Short exercise 1: Please condense the paragraph beginning "Yes I would like to share test cases" in the email about compiling ML test cases into a short bulleted list that keeps its main facts.
Short exercise 2: Resume the email about compiling ML test cases, starting after its final sentence.

Document segment:
From mjc@abstract-hardware-ltd.co.uk Thu Oct 31 09:17:21 1991
Return-Path: <alice!brunel.ac.uk!abstract-hardware-ltd.co.uk!mjc>
From: Mike Crawley <mjc@abstract-hardware-ltd.co.uk>
Date: Wed, 30 Oct 91 09:39:03 GMT
To: jhr@research.att.com
Subject: Re: compiling test cases
Cc: dbm@research.att.com


> By the way, we are planning to make available a large collection of
> test cases (400 files) together with some regression testing scripts.
> Any interest in sharing test cases?

Yes I would like to share test cases. I have been trying to get
my test cases into a form where they can be used by Poly/ML and SML/NJ
without change. The method I came up with was to write a small
prologue file for each system that deals with any system dependancies,
like different names for certain system functions, and prepend that
file onto the front of the test cases in the following way.

% cat poly.prologue  test.case.1 | polyML
% cat smlnj.prologue test.case.1 | smlNJ

This is when I found that SML/NJ has a problem recovering from errors.
If the test case is long enough (needs to be more than 4096 bytes long)
then 

% cat test.case | smlNJ
Standard ML of New Jersey, Version 0.73, 10 September 1991
Arrays have changed; see doc/NEWS
val it = () : unit
- std_in:11.29-11.49 Error: duplicate specifications for structure A in signature
- std_in:1.2 Error: syntax error found at END
- std_in:1.9 Error: syntax error found at SIG
- std_in:1.27 Error: unmatched close comment
std_in:2.1 Error: syntax error found at SIGNATURE
- std_in:1.4 Error: syntax error found at END
- std_in:2.15 Error: syntax error found at END
- std_in:1.13 Error: syntax error found at SIG
- std_in:1.14 Error: unmatched close comment
std_in:2.1 Error: syntax error found at SIGNATURE
%

But if I redirect the file instead of using a pipe.

% smlNJ < test.case
Standard ML of New Jersey, Version 0.73, 10 September 1991
Arrays have changed; see doc/NEWS
val it = () : unit
- std_in:11.29-11.49 Error: duplicate specifications for structure A in signature
- % 

it drops out at the first error like 'use' does.

Data extract:

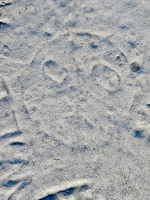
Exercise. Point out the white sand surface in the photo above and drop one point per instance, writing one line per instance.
(74, 100)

Response 1:
- The writer would like to share test cases.
- The goal is to get the test cases into a form that Poly/ML and SML/NJ can both use without change.
- The method is a small prologue file for each system that handles system dependencies, such as different names for certain system functions.
- That prologue file is prepended to the front of the test cases.

Response 2:
It is doing something different when the pipe is used.
I think it is flushing all characters that are already available
on the input stream, then waiting for input again.
When a file is used the flush operation gets rid of all the characters
since they may have been loaded into one big buffer, and the next
read operation returns EOF.
When the pipe is used it breaks the input up into 4096 byte chunks
so the flush operation throws aways several thousand characters, but the
next read gets the next 4096 bytes down the pipe.
This is my theory anyway.

> One thing is that is_term_in(std_in) is false if std_in is from a
> pipe.  You might try putting "set_term_in(std_in,true);" at the
> beginning of the file.

This had no effect.

You can make big enough 'test.case' by simply repeating the following
bit of ML several hundred times.

(* Assorted tests for ML modules in no particular order and with tests of
   differing importance.  Contains quite a lot of tests that deliberately fail
   to check the error detection of the compiler. *)

(* This must be fed in as the standard input because it includes
   tests that deliberately fail. use will drop out at the first error. *)

(* Check on repeated definitions. *)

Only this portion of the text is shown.